___ RECORDS SUPPLIED ___
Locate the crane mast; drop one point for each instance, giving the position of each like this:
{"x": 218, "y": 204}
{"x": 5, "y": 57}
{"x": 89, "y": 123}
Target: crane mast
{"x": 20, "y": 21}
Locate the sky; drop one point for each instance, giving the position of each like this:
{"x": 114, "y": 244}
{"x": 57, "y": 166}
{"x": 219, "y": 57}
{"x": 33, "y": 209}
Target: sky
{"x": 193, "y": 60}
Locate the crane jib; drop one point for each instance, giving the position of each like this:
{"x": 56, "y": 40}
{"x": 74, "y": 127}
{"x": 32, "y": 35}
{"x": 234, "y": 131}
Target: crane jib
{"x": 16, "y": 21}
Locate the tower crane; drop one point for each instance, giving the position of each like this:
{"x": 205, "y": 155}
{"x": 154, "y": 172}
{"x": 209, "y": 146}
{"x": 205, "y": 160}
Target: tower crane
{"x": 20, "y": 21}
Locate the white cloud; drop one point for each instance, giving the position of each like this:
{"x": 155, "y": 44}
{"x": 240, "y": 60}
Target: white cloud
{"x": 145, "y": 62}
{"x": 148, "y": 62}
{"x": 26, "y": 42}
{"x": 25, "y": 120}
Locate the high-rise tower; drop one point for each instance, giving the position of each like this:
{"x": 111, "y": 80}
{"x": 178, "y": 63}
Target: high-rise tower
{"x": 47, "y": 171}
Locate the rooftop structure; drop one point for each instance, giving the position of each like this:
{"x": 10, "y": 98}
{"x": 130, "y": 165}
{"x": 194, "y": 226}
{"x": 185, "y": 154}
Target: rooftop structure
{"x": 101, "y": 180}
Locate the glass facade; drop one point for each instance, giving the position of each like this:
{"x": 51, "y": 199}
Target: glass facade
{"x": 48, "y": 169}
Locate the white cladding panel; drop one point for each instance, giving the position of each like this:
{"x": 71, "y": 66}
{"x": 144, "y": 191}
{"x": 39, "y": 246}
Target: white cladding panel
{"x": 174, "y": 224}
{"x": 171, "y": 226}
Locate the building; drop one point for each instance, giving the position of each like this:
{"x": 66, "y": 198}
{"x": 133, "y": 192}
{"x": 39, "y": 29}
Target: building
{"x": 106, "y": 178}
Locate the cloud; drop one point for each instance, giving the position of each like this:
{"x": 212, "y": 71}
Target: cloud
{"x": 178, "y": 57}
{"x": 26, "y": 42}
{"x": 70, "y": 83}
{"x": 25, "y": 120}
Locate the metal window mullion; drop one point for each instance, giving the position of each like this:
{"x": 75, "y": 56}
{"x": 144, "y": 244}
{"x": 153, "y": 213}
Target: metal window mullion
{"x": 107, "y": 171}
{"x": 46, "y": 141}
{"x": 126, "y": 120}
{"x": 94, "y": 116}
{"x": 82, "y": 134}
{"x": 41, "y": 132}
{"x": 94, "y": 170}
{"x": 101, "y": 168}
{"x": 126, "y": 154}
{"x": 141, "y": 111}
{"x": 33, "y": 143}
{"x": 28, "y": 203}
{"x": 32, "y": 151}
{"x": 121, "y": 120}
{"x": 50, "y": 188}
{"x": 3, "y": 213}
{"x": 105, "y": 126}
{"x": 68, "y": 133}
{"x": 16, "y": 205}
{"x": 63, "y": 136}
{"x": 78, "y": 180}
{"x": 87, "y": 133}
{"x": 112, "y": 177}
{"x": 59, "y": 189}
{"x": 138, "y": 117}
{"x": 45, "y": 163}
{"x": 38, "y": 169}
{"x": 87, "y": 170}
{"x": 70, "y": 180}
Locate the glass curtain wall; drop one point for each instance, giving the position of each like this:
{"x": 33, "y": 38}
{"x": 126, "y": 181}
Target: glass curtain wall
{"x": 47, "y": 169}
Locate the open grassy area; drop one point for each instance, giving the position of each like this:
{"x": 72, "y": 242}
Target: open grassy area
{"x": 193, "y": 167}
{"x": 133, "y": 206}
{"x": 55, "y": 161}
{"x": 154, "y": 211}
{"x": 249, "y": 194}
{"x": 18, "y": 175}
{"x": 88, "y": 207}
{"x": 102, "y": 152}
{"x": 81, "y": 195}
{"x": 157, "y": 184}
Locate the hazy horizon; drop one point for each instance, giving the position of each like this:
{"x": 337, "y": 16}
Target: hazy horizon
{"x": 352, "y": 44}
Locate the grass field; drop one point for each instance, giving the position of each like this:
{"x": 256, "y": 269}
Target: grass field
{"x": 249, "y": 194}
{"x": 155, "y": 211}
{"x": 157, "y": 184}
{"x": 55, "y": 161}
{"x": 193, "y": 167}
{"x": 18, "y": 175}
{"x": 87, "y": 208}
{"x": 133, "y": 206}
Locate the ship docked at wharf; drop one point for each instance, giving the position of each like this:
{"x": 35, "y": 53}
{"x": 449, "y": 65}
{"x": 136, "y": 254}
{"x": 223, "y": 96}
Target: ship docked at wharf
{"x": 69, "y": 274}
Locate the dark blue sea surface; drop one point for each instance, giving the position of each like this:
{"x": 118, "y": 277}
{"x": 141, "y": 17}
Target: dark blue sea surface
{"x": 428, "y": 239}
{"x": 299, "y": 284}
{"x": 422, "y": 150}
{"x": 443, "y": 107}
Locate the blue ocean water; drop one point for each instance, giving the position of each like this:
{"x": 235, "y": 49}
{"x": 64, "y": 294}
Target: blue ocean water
___
### THE EXERCISE
Revise all of the material above so that every occurrence of "drop one point" is changed to "place one marker", with everything else left unchanged.

### THE OUTPUT
Locate the crane mast; place one marker for each instance, giving the position of each like this:
{"x": 218, "y": 204}
{"x": 5, "y": 57}
{"x": 89, "y": 123}
Target: crane mast
{"x": 20, "y": 21}
Locate the sky; place one marker for each instance, giving the position of each like this:
{"x": 114, "y": 244}
{"x": 57, "y": 166}
{"x": 219, "y": 57}
{"x": 33, "y": 209}
Target: sky
{"x": 193, "y": 60}
Locate the crane jib; place one marker for each instance, giving the position of each like this:
{"x": 56, "y": 40}
{"x": 74, "y": 127}
{"x": 32, "y": 35}
{"x": 234, "y": 131}
Target: crane jib
{"x": 16, "y": 21}
Locate the tower crane; place one marker for each instance, giving the position of each like this:
{"x": 205, "y": 155}
{"x": 154, "y": 172}
{"x": 209, "y": 146}
{"x": 205, "y": 160}
Target: tower crane
{"x": 20, "y": 21}
Locate the white cloud; place one marker for each instance, giving the position of each like this:
{"x": 155, "y": 44}
{"x": 240, "y": 60}
Target: white cloud
{"x": 145, "y": 62}
{"x": 148, "y": 62}
{"x": 26, "y": 42}
{"x": 25, "y": 120}
Locate the high-rise tower; place one marker for each instance, giving the position of each like this:
{"x": 111, "y": 80}
{"x": 178, "y": 63}
Target: high-rise tower
{"x": 47, "y": 171}
Locate the rooftop structure; place one marker for each instance, giving the position of each like this:
{"x": 10, "y": 98}
{"x": 130, "y": 165}
{"x": 194, "y": 226}
{"x": 185, "y": 154}
Target: rooftop structure
{"x": 101, "y": 180}
Locate the glass facade; place one marker for each instance, giving the position of each like this:
{"x": 51, "y": 199}
Target: glass facade
{"x": 48, "y": 169}
Locate the white cladding panel; place one marker for each instance, giving the position of each like this:
{"x": 71, "y": 66}
{"x": 144, "y": 191}
{"x": 39, "y": 246}
Target: white cladding panel
{"x": 174, "y": 224}
{"x": 171, "y": 226}
Locate the building; place one marker for each instance, giving the position of each like this:
{"x": 66, "y": 198}
{"x": 133, "y": 192}
{"x": 39, "y": 29}
Target: building
{"x": 106, "y": 178}
Locate the cloud; place one marker for each instance, giving the position of each like this:
{"x": 212, "y": 71}
Target: cloud
{"x": 178, "y": 57}
{"x": 26, "y": 42}
{"x": 70, "y": 83}
{"x": 25, "y": 120}
Locate the metal window mullion; place one marker for each instance, giving the position of each like this:
{"x": 75, "y": 56}
{"x": 144, "y": 244}
{"x": 153, "y": 213}
Target: metal window mullion
{"x": 107, "y": 171}
{"x": 46, "y": 141}
{"x": 126, "y": 120}
{"x": 94, "y": 116}
{"x": 82, "y": 134}
{"x": 41, "y": 132}
{"x": 94, "y": 170}
{"x": 101, "y": 168}
{"x": 126, "y": 154}
{"x": 141, "y": 111}
{"x": 33, "y": 143}
{"x": 28, "y": 203}
{"x": 32, "y": 151}
{"x": 121, "y": 120}
{"x": 50, "y": 188}
{"x": 3, "y": 213}
{"x": 105, "y": 126}
{"x": 68, "y": 133}
{"x": 16, "y": 205}
{"x": 63, "y": 136}
{"x": 78, "y": 180}
{"x": 87, "y": 133}
{"x": 112, "y": 177}
{"x": 59, "y": 189}
{"x": 138, "y": 117}
{"x": 45, "y": 163}
{"x": 38, "y": 169}
{"x": 87, "y": 170}
{"x": 70, "y": 180}
Locate the glass curtain wall; place one marker for each instance, giving the position of each like this:
{"x": 33, "y": 38}
{"x": 126, "y": 181}
Target: glass curtain wall
{"x": 47, "y": 169}
Locate the open grassy area; place one marker for each instance, giving the position of each like this:
{"x": 72, "y": 242}
Target: open grassy area
{"x": 193, "y": 167}
{"x": 133, "y": 206}
{"x": 55, "y": 161}
{"x": 154, "y": 211}
{"x": 249, "y": 194}
{"x": 18, "y": 175}
{"x": 88, "y": 207}
{"x": 102, "y": 152}
{"x": 81, "y": 195}
{"x": 157, "y": 184}
Locate the hazy horizon; place one marker for each instance, giving the position of each like this:
{"x": 337, "y": 16}
Target: hazy horizon
{"x": 352, "y": 44}
Locate the grass field; place one marker for each instance, giving the position of each like this:
{"x": 256, "y": 269}
Target: grass field
{"x": 249, "y": 194}
{"x": 155, "y": 211}
{"x": 157, "y": 184}
{"x": 55, "y": 161}
{"x": 193, "y": 167}
{"x": 18, "y": 175}
{"x": 87, "y": 208}
{"x": 133, "y": 206}
Locate the ship docked at wharf; place one marker for each instance, giving the position of each like this:
{"x": 35, "y": 53}
{"x": 449, "y": 65}
{"x": 136, "y": 254}
{"x": 223, "y": 96}
Target: ship docked at wharf
{"x": 69, "y": 274}
Locate the dark blue sea surface; place one marker for each instance, giving the position of each like this:
{"x": 118, "y": 277}
{"x": 141, "y": 17}
Target: dark blue sea surface
{"x": 428, "y": 239}
{"x": 299, "y": 284}
{"x": 422, "y": 150}
{"x": 443, "y": 107}
Locate the blue ocean water; place one marker for each instance, giving the position of each like this:
{"x": 235, "y": 49}
{"x": 64, "y": 294}
Target: blue ocean water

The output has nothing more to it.